◆ **Exercises**:
**A)** Reproduce the Big Five post word for word from "Here are two" to "Gaussian (normal) distribution.".
**B)** According to the Big Five post, how are people supposed to be distributed along each factor?

◆ **Provided text**:
## Start

Here are two Big Five personality tests. If you are interested in it please do one of the tests and post your results. If you are interested in its relation with socionics please read my post below and discuss!

More reliable version (300 questions):
http://www.personalitytest.net/ipip/ipipneo300.htm

Shortened version (120 questions):
http://www.personalitytest.net/ipip/ipipneo120.htm

Very unreliable version (48 questions):
http://www.outofservice.com/bigfive/

I'm checking out the Big Five theory of personality which is a personality theory currently most supported by psychologists. I'm not sure if there is any underlying theory or if it is based only on statistical factory analysis. Five factors or "axels" were discovered that seem to best define personality. There are no types but people are supposed to be distributed along each factor according to Gaussian (normal) distribution.

Factors have different names but this is one version:
Factor 1: "Neurotism"/"Emotional sensitivity"
Factor 2: "Agreeableness" / "Compassion"
Factor 3: "Conscientiousness"
Factor 4: "Openness"
Factor 5: "Extroversion"

There have been different studies of correlations between MBTI "axels" E/I, S/N, T/F, J/P with Big Five. Result has been two axels correlate well and two partly. One axel is missing completely from MBTI.

Now I have been thinking this approach to compare the systems is flawed and researchers should try to find correlation between functional axels formed by

Axel 1: Ti - Fe
Axel 2: Te - Fi
Axel 3: Se - Ni
Axel 4: Si - Ne

As these are often considered to be opposite functions thus forming possibly well polarizing factors/axels.

## End

◆ **Given information**:
## Start

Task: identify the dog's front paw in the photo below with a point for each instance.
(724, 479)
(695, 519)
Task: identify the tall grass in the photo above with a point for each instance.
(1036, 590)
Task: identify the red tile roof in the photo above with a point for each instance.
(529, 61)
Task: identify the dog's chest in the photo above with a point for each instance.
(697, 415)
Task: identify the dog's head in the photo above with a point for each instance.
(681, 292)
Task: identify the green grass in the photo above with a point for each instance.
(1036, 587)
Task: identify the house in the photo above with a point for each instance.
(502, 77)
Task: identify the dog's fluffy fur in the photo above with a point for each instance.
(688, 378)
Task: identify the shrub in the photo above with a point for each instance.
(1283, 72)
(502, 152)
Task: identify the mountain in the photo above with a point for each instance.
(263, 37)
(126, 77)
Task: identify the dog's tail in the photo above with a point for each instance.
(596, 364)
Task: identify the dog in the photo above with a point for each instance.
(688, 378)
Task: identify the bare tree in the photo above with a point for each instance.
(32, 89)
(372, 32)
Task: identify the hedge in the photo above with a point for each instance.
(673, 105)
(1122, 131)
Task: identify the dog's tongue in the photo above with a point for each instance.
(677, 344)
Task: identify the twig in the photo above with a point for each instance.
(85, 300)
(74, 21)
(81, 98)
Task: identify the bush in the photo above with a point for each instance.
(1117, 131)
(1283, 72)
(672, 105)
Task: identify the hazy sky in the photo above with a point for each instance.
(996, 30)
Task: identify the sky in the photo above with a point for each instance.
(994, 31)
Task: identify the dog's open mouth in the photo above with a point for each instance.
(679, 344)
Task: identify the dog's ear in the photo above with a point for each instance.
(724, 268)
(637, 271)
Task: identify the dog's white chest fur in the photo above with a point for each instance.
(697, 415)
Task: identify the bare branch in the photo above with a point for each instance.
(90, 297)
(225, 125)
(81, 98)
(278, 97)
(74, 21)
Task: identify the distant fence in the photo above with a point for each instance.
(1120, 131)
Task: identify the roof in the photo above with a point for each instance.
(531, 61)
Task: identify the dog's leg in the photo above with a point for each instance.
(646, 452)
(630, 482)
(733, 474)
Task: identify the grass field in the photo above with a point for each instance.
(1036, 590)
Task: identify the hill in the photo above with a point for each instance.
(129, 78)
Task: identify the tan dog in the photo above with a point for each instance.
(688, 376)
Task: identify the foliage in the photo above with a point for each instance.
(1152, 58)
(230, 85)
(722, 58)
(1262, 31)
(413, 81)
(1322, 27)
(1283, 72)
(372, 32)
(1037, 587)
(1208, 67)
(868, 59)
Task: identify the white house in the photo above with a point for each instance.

## End

◆ **Response list**:
**A)**
Here are two Big Five personality tests. If you are interested in it please do one of the tests and post your results. If you are interested in its relation with socionics please read my post below and discuss!

More reliable version (300 questions):
http://www.personalitytest.net/ipip/ipipneo300.htm

Shortened version (120 questions):
http://www.personalitytest.net/ipip/ipipneo120.htm

Very unreliable version (48 questions):
http://www.outofservice.com/bigfive/

I'm checking out the Big Five theory of personality which is a personality theory currently most supported by psychologists. I'm not sure if there is any underlying theory or if it is based only on statistical factory analysis. Five factors or "axels" were discovered that seem to best define personality. There are no types but people are supposed to be distributed along each factor according to Gaussian (normal) distribution.

**B)** According to a Gaussian (normal) distribution.